The task. Copy the rows word for word, starting with the line that contains "[indicate] the utility" and continuing through the last line of the rows.

----------------------------------------

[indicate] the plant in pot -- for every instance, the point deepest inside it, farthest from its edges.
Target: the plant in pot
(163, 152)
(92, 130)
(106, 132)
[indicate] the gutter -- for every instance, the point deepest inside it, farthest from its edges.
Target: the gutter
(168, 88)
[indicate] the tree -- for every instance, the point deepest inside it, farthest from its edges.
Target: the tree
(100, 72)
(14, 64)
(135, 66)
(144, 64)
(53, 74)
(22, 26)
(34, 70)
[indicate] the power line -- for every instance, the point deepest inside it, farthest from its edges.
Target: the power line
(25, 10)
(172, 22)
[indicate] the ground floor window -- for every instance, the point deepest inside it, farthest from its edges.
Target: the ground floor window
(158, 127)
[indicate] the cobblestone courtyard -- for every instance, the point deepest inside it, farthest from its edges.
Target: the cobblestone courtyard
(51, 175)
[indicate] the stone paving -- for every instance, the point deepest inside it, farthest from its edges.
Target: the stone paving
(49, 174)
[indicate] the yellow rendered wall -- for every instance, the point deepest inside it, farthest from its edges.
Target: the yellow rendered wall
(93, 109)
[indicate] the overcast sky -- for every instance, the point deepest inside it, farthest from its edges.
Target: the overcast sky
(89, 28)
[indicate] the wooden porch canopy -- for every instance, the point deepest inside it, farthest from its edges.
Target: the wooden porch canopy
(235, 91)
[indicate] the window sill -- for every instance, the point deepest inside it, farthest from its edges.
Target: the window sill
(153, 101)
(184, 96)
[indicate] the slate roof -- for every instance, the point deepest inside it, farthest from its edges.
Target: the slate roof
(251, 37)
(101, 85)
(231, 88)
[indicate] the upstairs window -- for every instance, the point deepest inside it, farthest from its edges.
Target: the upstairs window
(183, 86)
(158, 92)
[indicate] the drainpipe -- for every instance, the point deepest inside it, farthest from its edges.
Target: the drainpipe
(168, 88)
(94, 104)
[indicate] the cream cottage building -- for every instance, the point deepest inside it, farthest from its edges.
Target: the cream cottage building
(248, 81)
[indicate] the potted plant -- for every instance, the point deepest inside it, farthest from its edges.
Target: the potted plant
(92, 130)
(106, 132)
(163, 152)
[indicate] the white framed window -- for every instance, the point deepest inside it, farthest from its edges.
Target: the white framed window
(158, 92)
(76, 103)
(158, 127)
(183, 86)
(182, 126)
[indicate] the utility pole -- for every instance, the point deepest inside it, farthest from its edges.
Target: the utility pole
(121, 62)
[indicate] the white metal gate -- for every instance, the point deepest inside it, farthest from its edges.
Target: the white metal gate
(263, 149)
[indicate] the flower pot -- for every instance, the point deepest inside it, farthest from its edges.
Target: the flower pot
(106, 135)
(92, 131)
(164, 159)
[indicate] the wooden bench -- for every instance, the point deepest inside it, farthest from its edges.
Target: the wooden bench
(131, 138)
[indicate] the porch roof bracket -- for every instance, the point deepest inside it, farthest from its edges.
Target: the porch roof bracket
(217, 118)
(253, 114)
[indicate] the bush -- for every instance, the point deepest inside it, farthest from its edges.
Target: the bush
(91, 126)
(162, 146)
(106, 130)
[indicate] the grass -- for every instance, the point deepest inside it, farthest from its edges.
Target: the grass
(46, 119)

----------------------------------------

Result below.
[indicate] the utility pole -- for every instance, the point deepest inside it, farthest from its edges.
Target: the utility pole
(121, 62)
[indicate] the white metal gate -- for every instance, the point deepest inside it, farthest from its edges.
Target: the white metal gate
(263, 149)
[indicate] the flower pot -- for every instance, the point deepest inside it, farthest from its edges.
Target: the flower pot
(106, 135)
(92, 131)
(164, 159)
[indicate] the wooden bench -- for every instance, the point deepest inside it, farthest from its edges.
Target: the wooden bench
(131, 138)
[indicate] the porch roof bracket -- for every instance, the point deepest inside it, farthest from its edges.
Target: the porch roof bracket
(217, 118)
(253, 114)
[indicate] the bush -- for every instance, the point deepest inside it, farthest from its edges.
Target: the bush
(91, 126)
(162, 146)
(106, 130)
[indicate] the grass -- for every instance, the point deepest inside it, farthest from its edges.
Target: the grass
(46, 119)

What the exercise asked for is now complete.